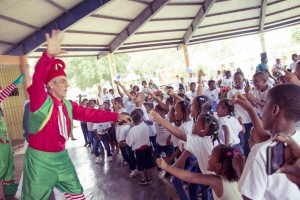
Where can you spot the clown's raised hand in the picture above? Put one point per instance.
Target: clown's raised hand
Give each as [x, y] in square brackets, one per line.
[54, 43]
[19, 79]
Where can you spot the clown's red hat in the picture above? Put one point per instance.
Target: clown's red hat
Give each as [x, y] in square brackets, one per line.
[57, 69]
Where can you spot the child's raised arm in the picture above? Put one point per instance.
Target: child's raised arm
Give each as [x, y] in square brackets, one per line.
[172, 129]
[125, 90]
[200, 83]
[191, 177]
[119, 91]
[262, 134]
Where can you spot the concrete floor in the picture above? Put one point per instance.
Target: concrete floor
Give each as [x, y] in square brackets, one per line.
[108, 180]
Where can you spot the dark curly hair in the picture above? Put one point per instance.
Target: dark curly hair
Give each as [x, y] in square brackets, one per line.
[214, 127]
[226, 154]
[184, 105]
[200, 100]
[228, 106]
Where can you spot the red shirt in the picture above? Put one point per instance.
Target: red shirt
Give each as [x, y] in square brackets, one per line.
[49, 138]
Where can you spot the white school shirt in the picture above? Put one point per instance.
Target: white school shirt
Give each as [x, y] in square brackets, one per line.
[122, 132]
[138, 136]
[261, 96]
[191, 95]
[212, 95]
[122, 110]
[201, 147]
[234, 128]
[227, 82]
[90, 126]
[230, 190]
[239, 111]
[101, 126]
[293, 66]
[256, 184]
[162, 134]
[129, 105]
[106, 97]
[186, 127]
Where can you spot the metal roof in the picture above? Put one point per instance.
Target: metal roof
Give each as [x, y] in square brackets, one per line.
[97, 27]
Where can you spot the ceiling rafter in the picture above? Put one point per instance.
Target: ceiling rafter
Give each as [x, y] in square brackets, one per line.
[15, 21]
[198, 20]
[262, 15]
[137, 23]
[36, 39]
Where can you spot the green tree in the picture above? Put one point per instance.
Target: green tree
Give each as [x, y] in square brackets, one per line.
[87, 72]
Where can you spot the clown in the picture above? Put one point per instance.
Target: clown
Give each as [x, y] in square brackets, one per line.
[7, 166]
[47, 163]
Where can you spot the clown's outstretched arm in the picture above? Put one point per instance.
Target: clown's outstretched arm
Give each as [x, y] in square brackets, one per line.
[11, 87]
[37, 90]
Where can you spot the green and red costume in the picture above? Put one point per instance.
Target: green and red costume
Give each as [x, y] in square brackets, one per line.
[7, 166]
[47, 163]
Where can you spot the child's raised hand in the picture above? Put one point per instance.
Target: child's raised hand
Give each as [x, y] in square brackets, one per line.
[161, 163]
[291, 78]
[170, 92]
[241, 100]
[292, 159]
[156, 117]
[200, 73]
[238, 163]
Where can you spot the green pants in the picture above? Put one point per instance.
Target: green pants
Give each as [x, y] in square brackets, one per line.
[45, 170]
[7, 166]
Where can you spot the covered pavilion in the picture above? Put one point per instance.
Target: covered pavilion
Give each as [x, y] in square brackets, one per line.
[106, 27]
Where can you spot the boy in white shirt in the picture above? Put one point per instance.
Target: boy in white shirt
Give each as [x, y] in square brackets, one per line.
[280, 114]
[101, 135]
[138, 140]
[227, 80]
[259, 97]
[212, 93]
[126, 151]
[240, 112]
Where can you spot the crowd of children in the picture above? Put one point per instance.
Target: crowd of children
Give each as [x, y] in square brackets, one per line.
[202, 134]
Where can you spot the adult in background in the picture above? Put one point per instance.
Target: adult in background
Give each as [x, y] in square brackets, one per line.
[7, 166]
[47, 163]
[293, 65]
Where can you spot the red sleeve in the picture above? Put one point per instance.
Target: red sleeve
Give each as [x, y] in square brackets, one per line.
[86, 114]
[37, 90]
[7, 91]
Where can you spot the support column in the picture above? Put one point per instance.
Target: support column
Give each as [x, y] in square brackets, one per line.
[186, 56]
[112, 69]
[262, 42]
[25, 68]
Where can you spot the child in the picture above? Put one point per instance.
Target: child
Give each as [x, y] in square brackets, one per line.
[281, 112]
[230, 126]
[126, 151]
[224, 183]
[240, 112]
[138, 140]
[201, 146]
[262, 87]
[163, 138]
[227, 80]
[91, 132]
[212, 92]
[101, 134]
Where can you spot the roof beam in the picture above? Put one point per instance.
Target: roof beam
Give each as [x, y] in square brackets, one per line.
[197, 20]
[137, 23]
[56, 5]
[262, 15]
[18, 22]
[75, 14]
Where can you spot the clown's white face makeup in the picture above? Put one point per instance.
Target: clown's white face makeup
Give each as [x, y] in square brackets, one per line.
[59, 87]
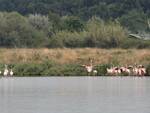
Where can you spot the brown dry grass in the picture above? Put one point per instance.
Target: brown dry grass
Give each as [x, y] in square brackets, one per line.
[100, 56]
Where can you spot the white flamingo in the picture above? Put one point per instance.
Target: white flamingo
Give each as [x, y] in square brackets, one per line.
[5, 71]
[11, 72]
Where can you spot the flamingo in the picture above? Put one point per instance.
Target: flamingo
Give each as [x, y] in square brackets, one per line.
[11, 72]
[5, 71]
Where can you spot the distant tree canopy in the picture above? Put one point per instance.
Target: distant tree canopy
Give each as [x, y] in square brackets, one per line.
[72, 23]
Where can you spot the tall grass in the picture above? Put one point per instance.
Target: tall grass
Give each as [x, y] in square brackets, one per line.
[78, 55]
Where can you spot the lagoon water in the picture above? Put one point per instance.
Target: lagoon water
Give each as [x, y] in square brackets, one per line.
[75, 95]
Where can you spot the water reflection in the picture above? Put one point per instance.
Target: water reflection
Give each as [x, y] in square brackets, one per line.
[75, 95]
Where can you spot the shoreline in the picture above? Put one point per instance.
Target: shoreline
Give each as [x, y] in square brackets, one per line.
[67, 62]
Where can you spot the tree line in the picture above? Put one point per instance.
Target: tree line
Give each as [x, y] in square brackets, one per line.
[73, 23]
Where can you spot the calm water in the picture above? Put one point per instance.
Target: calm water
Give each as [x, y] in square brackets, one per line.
[75, 95]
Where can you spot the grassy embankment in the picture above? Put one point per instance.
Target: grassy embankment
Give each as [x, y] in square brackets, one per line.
[67, 62]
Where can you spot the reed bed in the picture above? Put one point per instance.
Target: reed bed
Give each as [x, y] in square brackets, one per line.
[78, 55]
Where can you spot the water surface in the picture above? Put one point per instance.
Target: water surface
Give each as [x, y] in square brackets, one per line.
[75, 95]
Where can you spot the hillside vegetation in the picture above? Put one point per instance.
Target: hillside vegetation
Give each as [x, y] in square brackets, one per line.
[73, 23]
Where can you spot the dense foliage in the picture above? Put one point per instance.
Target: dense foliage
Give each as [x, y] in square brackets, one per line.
[73, 23]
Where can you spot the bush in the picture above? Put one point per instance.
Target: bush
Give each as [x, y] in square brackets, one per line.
[102, 69]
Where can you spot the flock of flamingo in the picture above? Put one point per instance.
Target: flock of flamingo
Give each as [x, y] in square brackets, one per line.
[139, 70]
[136, 70]
[7, 72]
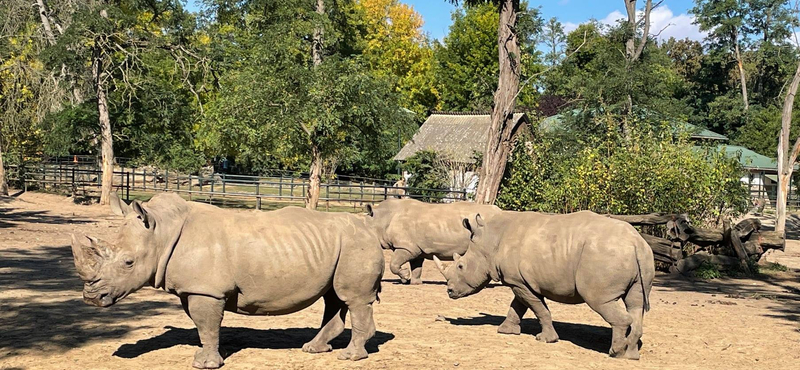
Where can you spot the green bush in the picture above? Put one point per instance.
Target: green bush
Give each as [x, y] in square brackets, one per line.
[647, 170]
[428, 176]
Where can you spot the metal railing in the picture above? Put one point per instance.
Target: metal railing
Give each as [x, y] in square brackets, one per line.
[231, 190]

☆ ☆ ☆ ☆

• Set problem:
Do not include the images; transcribe the rest of the listing exactly.

• Answer to this problem:
Where can you spot the clown's raised hand in the picture above? Put one point per instance.
Target: clown's raised hand
Give each as [x, y] in square brackets, one per line.
[54, 43]
[19, 79]
Where can you spot the clown's red hat in the picture above? Put one point per instance.
Target: clown's red hat
Give each as [x, y] in square brackets, one per line.
[57, 69]
Where can you spot the child's raised arm in the picture above? Put one point per instance.
Target: child's raised arm
Give each as [x, y] in square brackets, one per line.
[172, 129]
[125, 90]
[200, 83]
[191, 177]
[119, 91]
[262, 134]
Where can you spot the concrete floor in the picture above? Put one point per instance.
Target: concrete floor
Give each as [x, y] in square brackets, one per line.
[108, 180]
Where can you spot the dark curly hair in the picture above? Put one point per instance.
Target: dark curly hair
Give each as [x, y] in square brackets, one per line.
[214, 127]
[226, 154]
[184, 105]
[200, 100]
[228, 106]
Where can you spot the red shirt in the picture above? Put one point per instance.
Target: red shirt
Give each as [x, y] in square brackets, one per line.
[49, 138]
Where can you spot the white school shirt in the picture above? Put one point per instance.
Target: white school shirt
Give each as [x, y] in square brackets, one per line.
[122, 132]
[138, 136]
[261, 96]
[191, 95]
[212, 95]
[122, 110]
[201, 147]
[234, 128]
[227, 82]
[90, 126]
[230, 190]
[239, 111]
[101, 126]
[293, 66]
[256, 184]
[162, 134]
[129, 105]
[106, 97]
[186, 127]
Where can you spot the metal roof in the picture above? Put one point per instance.
Target: metal roof
Give each as [x, y] in square brackets, one per line.
[97, 27]
Where can you spot the ceiling rafter in the picture above? Put one point per instance.
Target: ceiling rafter
Give each as [x, y] in square brackets, one per line.
[15, 21]
[198, 20]
[262, 15]
[137, 23]
[36, 39]
Where can you spot the green tree in the picture above? Put one point per instance.
Target: green tree
Give each as [x, y] in square brackets, one per line.
[87, 72]
Where can you spot the clown in the picture above? Put one point per instance.
Target: clown
Give each as [x, y] in square brackets, one per line.
[7, 166]
[47, 163]
Where can you spot the clown's outstretched arm in the picture above? Put one point per instance.
Target: clown's outstretched arm
Give each as [x, y] in square brackets, one per line.
[11, 87]
[37, 90]
Where can you spot the green and red costume in the picture above? Put one point per instance.
Target: green and red costume
Give each as [x, y] in square brackets, one per line.
[7, 166]
[47, 163]
Where can you spot the child's raised hand in the picture above? Put one point per instance.
Target: child's raised hand
Give each as [x, y] in square brackets, one per line.
[161, 163]
[291, 78]
[170, 92]
[241, 100]
[292, 159]
[156, 117]
[200, 73]
[238, 163]
Where can you spot the green pants in the picture above? Put one point per instance.
Target: green pants
Give each as [x, y] in square brackets, one per line.
[45, 170]
[7, 166]
Where can you spot the covered pavilion in the picture above? Put one point per instance.
Target: covered pavilion
Give each as [x, y] in square brackets, one per line.
[106, 27]
Where can you spot the boy in white shirt in the picture above? Put one point per instance.
Target: boy in white shirt
Give each as [x, y] in square brackets, one per line.
[280, 114]
[101, 135]
[138, 140]
[227, 80]
[259, 97]
[212, 93]
[126, 151]
[240, 112]
Where can you spot the crowd of children in the picture above? Put one point per instance.
Target: crowd of children
Give each as [x, y] in square brackets, one per line.
[202, 134]
Where can you spot the adult in background in the picture above? Put one point per instance.
Target: adult in background
Give each as [x, y] in square brackets, one per line.
[7, 166]
[47, 163]
[293, 65]
Where can you spot the red sleeve in the picture above? Put one point per instance.
Target: red sleeve
Give each as [x, y] in square brackets, one per line.
[86, 114]
[37, 90]
[7, 91]
Where can you spot the support column in the picture above? Put one point per instance.
Target: support column
Give each as [x, y] in square brackets, one per line.
[186, 56]
[112, 69]
[262, 42]
[25, 68]
Where can you spot the child in the picture above? Put one point per instance.
Target: child
Give each as [x, y] in square brackets, one per line.
[281, 112]
[230, 126]
[126, 151]
[224, 183]
[240, 112]
[138, 140]
[201, 146]
[262, 87]
[163, 138]
[227, 80]
[91, 132]
[212, 92]
[101, 134]
Where can you spot the roof beam in the picture above? Put one point per instance.
Target: roof beam
Give each as [x, y] in square brackets, one per line.
[197, 20]
[137, 23]
[56, 5]
[262, 15]
[18, 22]
[75, 14]
Where can you spot the clown's white face makeup in the picture above? Put one point per instance.
Target: clown's white face makeup
Give each as [x, y] in square brackets, one per line.
[59, 87]
Where can you spot the brown dry grass in the picture above? Put one point per instance.
Target: brown dry grass
Give each as [x, y] in square brackets, one per line.
[100, 56]
Where can you spot the white flamingo in the picture above? Put one point per instance.
Target: white flamingo
Give each as [x, y] in square brackets, one per line.
[5, 71]
[11, 72]
Where can you spot the flamingo in the picture above? Put one point per instance.
Target: flamingo
Give each as [x, y] in square brackets, one per line.
[11, 72]
[5, 71]
Where can you spot the distant tree canopy in the picture above? Put one point per instance.
Target: distant tree canopy
Give each as [x, y] in square brackets, one per line.
[72, 23]
Where can you spot the tall grass in the picture above? Put one point per instance.
Target: tall grass
Give each as [x, y] in square brackets, one per line.
[78, 55]
Where can you spot the lagoon water in the picture above? Put one point per instance.
Target: lagoon water
Give each as [x, y] in square brackets, one per line.
[75, 95]
Where can you spot the water reflection in the picture above? Put one point per instance.
Target: water reflection
Give each as [x, y] in square brackets, one per line.
[75, 95]
Where can you spot the shoreline in the picture above? Put one point per instance.
Target: shoreline
Give each as [x, y] in square brackets, one per line.
[67, 62]
Where can you spot the tree line in the picture above? Put one point per instance.
Target: tree line
Give each as [x, y] in square brackets, one per line.
[73, 23]
Where can you spot the calm water in the picture above? Put one point per instance.
Target: calm water
Give each as [x, y] in square brackets, one per line.
[75, 95]
Where can you spot the grassy embankment in the picture above? Put one point per instance.
Target: grassy embankment
Give each as [x, y] in square brackets, one per line.
[67, 62]
Where can you spot the reed bed in the picture above? Put one point per instance.
Target: reed bed
Give each as [x, y] in square brackets, one per line.
[78, 55]
Where can you spot the water surface in the picture above? Put one point per instance.
Target: water surface
Give each as [x, y] in square brackets, one per line.
[75, 95]
Where can you spot the hillside vegetation in the picture above? Put one point per instance.
Target: hillside vegetation
Give each as [x, y] in square brackets, one per line.
[73, 23]
Where can you spot the dense foliage in the picture above? Put one point per instance.
Target: dense foliage
Give each as [x, y] in square brackets, one per line.
[73, 23]
Where can you spot the bush in the picture above? Put one point per instance.
Target: bush
Give each as [x, y] in square brackets, one per line.
[102, 69]
Where can you spot the flock of flamingo in the picture above? Put one point per instance.
Target: flock of flamingo
Give each as [x, y] in square brackets, one per line.
[139, 70]
[136, 70]
[7, 72]
Where can you spot the green bush in the picture above? Put one point per instance.
Target: green bush
Give each as [x, y] in square brackets, one per line.
[647, 170]
[428, 176]
Where can you spot the metal railing in the picture above? Put one point per instance.
Target: metal railing
Give each as [x, y] in square brackets, one per line.
[231, 190]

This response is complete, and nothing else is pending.